**Exercise description:** Rewrite the listing below, changing every "cardboard box" to "shipping carton" and leaving the rest as it is.
[START Data provided]
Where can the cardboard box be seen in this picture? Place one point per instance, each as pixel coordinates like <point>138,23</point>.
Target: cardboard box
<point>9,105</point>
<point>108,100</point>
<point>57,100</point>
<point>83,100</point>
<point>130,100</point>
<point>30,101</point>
[END Data provided]
**Result below:**
Where can the shipping carton be seen in this picture? Place one point per instance, each as pixel coordinates like <point>138,23</point>.
Target: shipping carton
<point>9,105</point>
<point>108,100</point>
<point>57,100</point>
<point>83,100</point>
<point>130,100</point>
<point>30,101</point>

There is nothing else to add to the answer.